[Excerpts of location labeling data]

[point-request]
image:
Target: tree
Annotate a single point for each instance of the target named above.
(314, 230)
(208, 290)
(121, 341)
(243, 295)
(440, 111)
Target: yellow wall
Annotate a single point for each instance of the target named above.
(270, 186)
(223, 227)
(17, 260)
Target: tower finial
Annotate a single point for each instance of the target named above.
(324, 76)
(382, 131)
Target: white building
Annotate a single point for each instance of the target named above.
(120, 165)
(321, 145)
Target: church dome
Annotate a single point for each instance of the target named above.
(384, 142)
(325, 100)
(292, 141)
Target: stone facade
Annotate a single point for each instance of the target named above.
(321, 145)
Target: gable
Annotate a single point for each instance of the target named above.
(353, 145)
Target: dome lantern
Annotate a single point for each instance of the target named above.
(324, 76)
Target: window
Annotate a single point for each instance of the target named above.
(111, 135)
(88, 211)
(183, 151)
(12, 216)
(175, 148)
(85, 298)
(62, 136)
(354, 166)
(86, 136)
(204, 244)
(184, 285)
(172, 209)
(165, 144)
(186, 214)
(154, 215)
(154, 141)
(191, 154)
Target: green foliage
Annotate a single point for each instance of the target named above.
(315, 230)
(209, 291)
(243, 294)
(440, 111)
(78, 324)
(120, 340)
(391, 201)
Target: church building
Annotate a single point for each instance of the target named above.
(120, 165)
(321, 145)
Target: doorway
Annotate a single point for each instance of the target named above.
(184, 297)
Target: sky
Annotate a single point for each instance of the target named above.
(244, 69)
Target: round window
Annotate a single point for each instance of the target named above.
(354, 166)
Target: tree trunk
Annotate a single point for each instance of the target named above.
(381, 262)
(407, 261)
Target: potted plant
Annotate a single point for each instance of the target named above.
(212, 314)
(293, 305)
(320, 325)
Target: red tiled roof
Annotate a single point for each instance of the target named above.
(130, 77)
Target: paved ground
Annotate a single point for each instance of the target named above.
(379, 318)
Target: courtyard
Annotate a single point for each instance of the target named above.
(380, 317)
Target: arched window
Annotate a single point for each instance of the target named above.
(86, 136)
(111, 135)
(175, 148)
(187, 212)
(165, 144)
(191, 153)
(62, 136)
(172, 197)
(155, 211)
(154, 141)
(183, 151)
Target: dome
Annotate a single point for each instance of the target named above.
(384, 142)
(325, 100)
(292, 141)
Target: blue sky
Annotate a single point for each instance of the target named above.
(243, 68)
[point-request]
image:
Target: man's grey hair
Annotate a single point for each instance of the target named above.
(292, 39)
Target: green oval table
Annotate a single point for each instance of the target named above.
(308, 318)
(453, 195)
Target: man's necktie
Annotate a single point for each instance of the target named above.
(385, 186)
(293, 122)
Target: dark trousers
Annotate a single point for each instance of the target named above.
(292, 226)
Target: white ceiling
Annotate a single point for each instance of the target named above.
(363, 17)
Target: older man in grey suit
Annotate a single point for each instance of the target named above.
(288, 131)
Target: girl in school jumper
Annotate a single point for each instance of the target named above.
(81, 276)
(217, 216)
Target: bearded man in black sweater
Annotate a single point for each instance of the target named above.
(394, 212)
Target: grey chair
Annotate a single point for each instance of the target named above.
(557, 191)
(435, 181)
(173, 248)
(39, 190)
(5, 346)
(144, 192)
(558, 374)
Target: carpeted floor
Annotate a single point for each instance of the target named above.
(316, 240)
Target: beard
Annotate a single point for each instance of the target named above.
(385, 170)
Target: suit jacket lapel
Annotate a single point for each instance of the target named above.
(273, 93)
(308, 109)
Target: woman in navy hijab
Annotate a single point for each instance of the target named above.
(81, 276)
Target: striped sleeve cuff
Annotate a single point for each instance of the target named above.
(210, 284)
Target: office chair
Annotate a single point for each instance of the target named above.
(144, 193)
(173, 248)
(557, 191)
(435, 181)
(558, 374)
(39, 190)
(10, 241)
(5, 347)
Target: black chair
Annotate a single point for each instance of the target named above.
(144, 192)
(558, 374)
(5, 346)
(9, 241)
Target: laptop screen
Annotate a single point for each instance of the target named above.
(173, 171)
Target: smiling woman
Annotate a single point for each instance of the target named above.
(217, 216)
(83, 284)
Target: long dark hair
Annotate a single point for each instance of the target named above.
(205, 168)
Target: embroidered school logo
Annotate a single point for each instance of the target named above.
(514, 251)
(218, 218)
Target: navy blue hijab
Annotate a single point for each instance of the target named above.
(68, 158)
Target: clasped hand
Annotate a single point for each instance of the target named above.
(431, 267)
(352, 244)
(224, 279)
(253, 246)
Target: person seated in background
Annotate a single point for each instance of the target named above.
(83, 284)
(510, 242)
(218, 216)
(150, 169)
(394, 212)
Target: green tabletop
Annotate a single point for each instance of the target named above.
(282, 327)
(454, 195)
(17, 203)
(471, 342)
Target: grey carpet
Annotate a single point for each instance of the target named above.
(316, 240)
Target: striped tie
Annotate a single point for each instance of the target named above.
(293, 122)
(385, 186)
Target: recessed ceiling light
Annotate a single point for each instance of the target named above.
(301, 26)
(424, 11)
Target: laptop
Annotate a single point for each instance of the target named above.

Task goal:
Copy out all the entries above word for word, with nothing changed.

Full answer:
[point-request]
image:
Target: tree
Annotate a single point for each instance of the target named above.
(314, 230)
(208, 290)
(121, 341)
(243, 295)
(440, 111)
Target: yellow wall
Annotate a single point for each instance of the target named above.
(270, 186)
(223, 227)
(17, 260)
Target: tower finial
Annotate a single point for each instance of the target named above.
(324, 76)
(382, 131)
Target: white building
Annotate a single point for each instance of the target named above.
(120, 165)
(321, 145)
Target: church dome
Annotate a single point for each instance of the target named above.
(384, 142)
(325, 100)
(292, 141)
Target: stone facade
Annotate a single point for each instance of the target named above.
(321, 145)
Target: gable
Annotate a single point for each instance of the target named above.
(353, 145)
Target: dome lantern
Annotate a single point for each instance of the target named above.
(324, 76)
Target: window
Annotate a single point for each instance of the target named above.
(111, 135)
(88, 211)
(183, 151)
(12, 216)
(175, 148)
(85, 298)
(62, 136)
(354, 166)
(86, 136)
(204, 244)
(184, 285)
(172, 209)
(165, 144)
(186, 214)
(154, 215)
(154, 141)
(191, 154)
Target: green foliage
Annotate a single point for each instance of the target named above.
(315, 230)
(209, 291)
(243, 294)
(440, 111)
(78, 324)
(120, 340)
(391, 201)
Target: church building
Annotate a single point for each instance of the target named above.
(120, 165)
(321, 145)
Target: doorway
Annotate a single point for each instance of the target named above.
(184, 297)
Target: sky
Annotate a single point for each instance of the target named above.
(244, 69)
Target: round window
Annotate a single point for each instance of the target named above.
(354, 166)
Target: tree trunk
Annotate a single point for each instance of the target named above.
(381, 262)
(407, 261)
Target: potted plant
Annotate a single point for each instance of the target named above.
(212, 314)
(293, 305)
(320, 325)
Target: red tiled roof
Annotate a single point for each instance of the target named above.
(130, 77)
Target: paved ground
Annotate a single point for each instance of the target named above.
(379, 318)
Target: courtyard
Annotate a single point for each instance of the target named above.
(380, 317)
Target: arched window
Annotate a single point for each instance of the target named above.
(86, 136)
(111, 135)
(175, 148)
(187, 212)
(165, 144)
(191, 153)
(62, 136)
(172, 197)
(155, 211)
(154, 141)
(183, 151)
Target: dome
Annotate a single point for each instance of the target named above.
(384, 142)
(325, 100)
(292, 141)
Target: blue sky
Annotate a single point for each instance of the target named above.
(243, 68)
[point-request]
image:
Target: man's grey hair
Annotate a single point for each instance of the target named above.
(292, 39)
Target: green oval table
Annotate a single point for each instance of the target named above.
(308, 318)
(453, 195)
Target: man's necktie
Annotate a single point for each instance of the target named above.
(385, 186)
(293, 122)
Target: dark trousers
Annotate a single point for each instance of the target named above.
(292, 226)
Target: white ceiling
Annotate a single point for each instance of the target named above.
(363, 17)
Target: older man in grey suit
Annotate a single point for each instance of the target named above.
(288, 131)
Target: girl in school jumper
Annotate a single point for each instance of the target named above.
(81, 276)
(217, 216)
Target: bearded man in black sweater
Annotate a single point for each instance of the target named above.
(394, 212)
Target: grey chair
Annotate a single point for each instance of the target named above.
(557, 191)
(435, 181)
(173, 248)
(39, 190)
(5, 346)
(144, 192)
(558, 374)
Target: carpeted floor
Annotate a single point for each instance of the target named above.
(316, 240)
Target: beard
Annotate a single point for each instance of the target named above.
(385, 170)
Target: suit jacket lapel
Annotate a single point for each instance of the target named above.
(273, 93)
(308, 109)
Target: woman in navy hijab
Annotate a single point for each instance of the target named above.
(81, 276)
Target: striped sleeve cuff
Annotate a single point for each instance of the target named above.
(210, 284)
Target: office chair
Annotate a single point for each instance of the target named above.
(144, 193)
(173, 248)
(557, 191)
(435, 181)
(558, 374)
(39, 190)
(10, 241)
(5, 347)
Target: black chair
Annotate a single point for each instance of the target named above.
(144, 192)
(558, 374)
(5, 346)
(9, 241)
Target: laptop screen
Annotate a single point for each instance of the target named above.
(173, 171)
Target: smiling woman
Annotate a single point for each instance of the target named above.
(217, 216)
(83, 284)
Target: long dark hair
Annotate a single point for each instance of the target named above.
(205, 168)
Target: embroidered school logo
Annotate a single point for each instance of the target named above.
(514, 251)
(218, 218)
Target: navy blue hijab
Annotate a single point for each instance of the target named above.
(68, 158)
Target: clasped hand
Annotate a single point for each instance of the target named above.
(431, 267)
(352, 244)
(224, 279)
(253, 246)
Target: person seated in background
Annotate a single point for each instance of the target named above.
(83, 284)
(510, 242)
(218, 216)
(150, 169)
(394, 212)
Target: green tabletop
Annotate a single point for each instance of the target named above.
(282, 327)
(454, 195)
(17, 203)
(471, 342)
Target: grey carpet
Annotate a single point for each instance of the target named above.
(316, 240)
Target: striped tie
Annotate a single point for each instance of the target named above.
(293, 122)
(385, 186)
Target: recessed ceiling light
Annotate a single point for each instance of the target named above.
(301, 26)
(424, 11)
Target: laptop
Annotate a single point for each instance of the target named above.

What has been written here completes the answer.